* Work instructions:
• A. Answer each question about the abstract on mobility and Medicare costs:
(i) In which journal did it appear?
(ii) Over which years were participants drawn from the Medicare Current Beneficiary Survey?
(iii) What is given as its setting?
• B. Do these statements agree with the abstract on mobility and Medicare costs?
(i) The study was published in 2010.
(ii) Participants were drawn from a clinical trial.
(iii) Clinicians assessed the mobility limitations.
• C. Could you continue the abstract on mobility and Medicare costs from its final line?

* Reading passage:

Estimating transition probabilities in mobility and total costs for Medicare beneficiaries

Author(s):

Hoffman, J.M., Ciol, M., Huynh, M., & Chan, L

Year:

2010

Publication Info:

Archives of Physical Medicine and Rehabilitation, 91:1849-1855

Abstract:

OBJECTIVE: To examine how persons move back and forth along levels of mobility disability.
DESIGN: Self-reported mobility limitations were used to create categories of annual transition states. The total cost to Medicare associated with each year was calculated for each participant. In addition, we examined cost relative to transition state, adjusting for demographic and other health status variables.
SETTING: National survey.
PARTICIPANTS: Participants in the longitudinal Medicare Current Beneficiary Survey from 1992 to 2005.
INTERVENTIONS: Not applicable.
MAIN OUTCOME MEASURES: Annual self-reported mobility limitations and total Medi costs.

* Data excerpts:
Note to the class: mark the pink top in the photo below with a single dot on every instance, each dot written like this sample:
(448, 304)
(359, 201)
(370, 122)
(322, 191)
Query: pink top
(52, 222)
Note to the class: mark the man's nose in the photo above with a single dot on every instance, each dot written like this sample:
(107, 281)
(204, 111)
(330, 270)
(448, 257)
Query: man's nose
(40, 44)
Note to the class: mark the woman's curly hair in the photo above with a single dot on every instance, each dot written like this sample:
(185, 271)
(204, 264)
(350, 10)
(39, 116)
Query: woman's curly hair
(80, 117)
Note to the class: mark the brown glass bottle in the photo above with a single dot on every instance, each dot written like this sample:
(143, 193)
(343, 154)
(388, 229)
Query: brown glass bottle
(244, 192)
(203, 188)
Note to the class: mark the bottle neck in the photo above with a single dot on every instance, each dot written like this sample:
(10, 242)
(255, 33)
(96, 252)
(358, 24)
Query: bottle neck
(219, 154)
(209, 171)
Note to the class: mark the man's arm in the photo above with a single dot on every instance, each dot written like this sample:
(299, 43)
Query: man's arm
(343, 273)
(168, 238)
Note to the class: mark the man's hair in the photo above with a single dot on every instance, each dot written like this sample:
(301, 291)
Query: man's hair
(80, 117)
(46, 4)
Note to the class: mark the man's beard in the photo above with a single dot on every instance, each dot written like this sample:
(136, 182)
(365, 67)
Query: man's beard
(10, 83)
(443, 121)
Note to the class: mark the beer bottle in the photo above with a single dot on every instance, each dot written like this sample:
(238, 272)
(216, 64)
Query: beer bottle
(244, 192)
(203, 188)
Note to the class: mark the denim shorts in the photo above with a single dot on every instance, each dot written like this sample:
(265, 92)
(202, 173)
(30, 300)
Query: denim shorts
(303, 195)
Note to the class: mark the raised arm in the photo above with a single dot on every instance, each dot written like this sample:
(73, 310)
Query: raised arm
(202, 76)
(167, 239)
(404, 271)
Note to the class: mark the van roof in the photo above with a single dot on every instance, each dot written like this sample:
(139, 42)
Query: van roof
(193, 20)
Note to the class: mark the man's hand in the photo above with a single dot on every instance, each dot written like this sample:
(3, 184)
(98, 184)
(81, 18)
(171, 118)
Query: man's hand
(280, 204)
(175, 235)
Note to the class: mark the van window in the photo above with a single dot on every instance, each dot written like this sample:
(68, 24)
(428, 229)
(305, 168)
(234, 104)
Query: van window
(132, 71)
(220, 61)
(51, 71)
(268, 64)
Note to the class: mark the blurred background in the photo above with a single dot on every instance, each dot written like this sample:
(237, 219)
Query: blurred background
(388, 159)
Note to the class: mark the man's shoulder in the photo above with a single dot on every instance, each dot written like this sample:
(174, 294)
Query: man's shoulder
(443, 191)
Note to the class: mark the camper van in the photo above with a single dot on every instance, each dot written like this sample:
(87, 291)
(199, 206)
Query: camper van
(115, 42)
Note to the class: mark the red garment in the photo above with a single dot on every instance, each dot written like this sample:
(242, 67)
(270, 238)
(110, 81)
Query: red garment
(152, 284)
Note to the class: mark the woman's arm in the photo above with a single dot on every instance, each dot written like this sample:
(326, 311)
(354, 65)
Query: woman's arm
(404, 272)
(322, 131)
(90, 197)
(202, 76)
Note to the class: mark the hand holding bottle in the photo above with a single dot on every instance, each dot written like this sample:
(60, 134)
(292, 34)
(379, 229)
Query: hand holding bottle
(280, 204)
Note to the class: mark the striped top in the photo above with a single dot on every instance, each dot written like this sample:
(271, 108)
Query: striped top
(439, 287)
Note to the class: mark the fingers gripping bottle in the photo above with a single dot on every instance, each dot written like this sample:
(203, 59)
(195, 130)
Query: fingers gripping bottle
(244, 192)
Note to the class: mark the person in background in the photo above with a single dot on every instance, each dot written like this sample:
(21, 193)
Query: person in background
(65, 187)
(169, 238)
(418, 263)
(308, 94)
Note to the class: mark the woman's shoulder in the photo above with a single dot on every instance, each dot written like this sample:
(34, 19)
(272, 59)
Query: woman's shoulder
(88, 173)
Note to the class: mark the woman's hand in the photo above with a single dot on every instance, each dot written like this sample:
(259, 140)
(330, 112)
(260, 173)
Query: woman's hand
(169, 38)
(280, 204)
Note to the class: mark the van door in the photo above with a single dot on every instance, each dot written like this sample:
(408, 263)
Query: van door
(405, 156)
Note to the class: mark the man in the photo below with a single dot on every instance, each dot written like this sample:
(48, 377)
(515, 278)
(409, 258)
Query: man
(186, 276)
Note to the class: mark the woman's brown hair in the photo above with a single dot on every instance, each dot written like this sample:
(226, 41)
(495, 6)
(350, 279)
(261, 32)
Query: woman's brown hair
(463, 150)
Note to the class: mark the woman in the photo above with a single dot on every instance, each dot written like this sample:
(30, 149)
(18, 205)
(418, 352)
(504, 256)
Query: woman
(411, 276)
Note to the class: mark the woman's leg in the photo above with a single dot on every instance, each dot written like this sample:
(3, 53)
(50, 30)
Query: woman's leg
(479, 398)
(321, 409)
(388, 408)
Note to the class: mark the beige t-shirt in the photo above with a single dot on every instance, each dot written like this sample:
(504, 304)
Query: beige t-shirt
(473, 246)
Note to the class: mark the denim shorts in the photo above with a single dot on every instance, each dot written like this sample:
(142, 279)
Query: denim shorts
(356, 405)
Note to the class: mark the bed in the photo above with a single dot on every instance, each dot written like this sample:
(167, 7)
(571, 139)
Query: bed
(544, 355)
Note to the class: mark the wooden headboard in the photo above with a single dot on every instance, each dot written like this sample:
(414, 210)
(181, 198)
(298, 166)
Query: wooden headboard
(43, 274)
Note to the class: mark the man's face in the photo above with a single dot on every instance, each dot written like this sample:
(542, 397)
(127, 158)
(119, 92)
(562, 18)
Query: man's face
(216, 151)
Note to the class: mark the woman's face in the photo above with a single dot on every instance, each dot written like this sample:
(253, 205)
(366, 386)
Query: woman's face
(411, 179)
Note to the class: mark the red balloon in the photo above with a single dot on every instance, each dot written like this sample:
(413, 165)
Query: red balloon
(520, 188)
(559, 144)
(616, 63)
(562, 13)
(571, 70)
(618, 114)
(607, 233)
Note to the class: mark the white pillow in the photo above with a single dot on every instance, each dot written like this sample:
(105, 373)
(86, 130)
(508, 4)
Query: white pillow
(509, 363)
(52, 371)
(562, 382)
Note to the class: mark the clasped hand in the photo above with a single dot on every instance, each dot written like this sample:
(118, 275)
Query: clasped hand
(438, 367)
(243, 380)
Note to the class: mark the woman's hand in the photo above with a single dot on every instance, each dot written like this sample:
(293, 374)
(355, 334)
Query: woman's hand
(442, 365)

* Responses by item number:
• A.
(i) Archives of Physical Medicine and Rehabilitation
(ii) 1992 to 2005
(iii) A national survey

• B.
(i) Yes: "2010"
(ii) No: "Participants in the longitudinal Medicare Current Beneficiary Survey from 1992 to 2005."
(iii) No: "Self-reported mobility limitations were used to create categories of annual transition states."

• C.
RESULTS: Most participants remained without mobility limitations or improved over time. Reported average costs were 10 times higher for those who transitioned to severe limitations, unable to walk, or death compared with persons who reported no mobility limitation. Estimated costs were highest for those transitioning to increased states of disability and to death.
CONCLUSIONS: Mobility limitations in older adults are dynamic, and improvement (as measured by annual transitions) occurred for a large number of Medicare beneficiaries. High total annual costs were observed in groups that transitioned to worsening mobility states, suggesting a link between mobility limitation transitions and cost. Prevention and treatment of mobility limitation may be an important factor to consider in health care reform.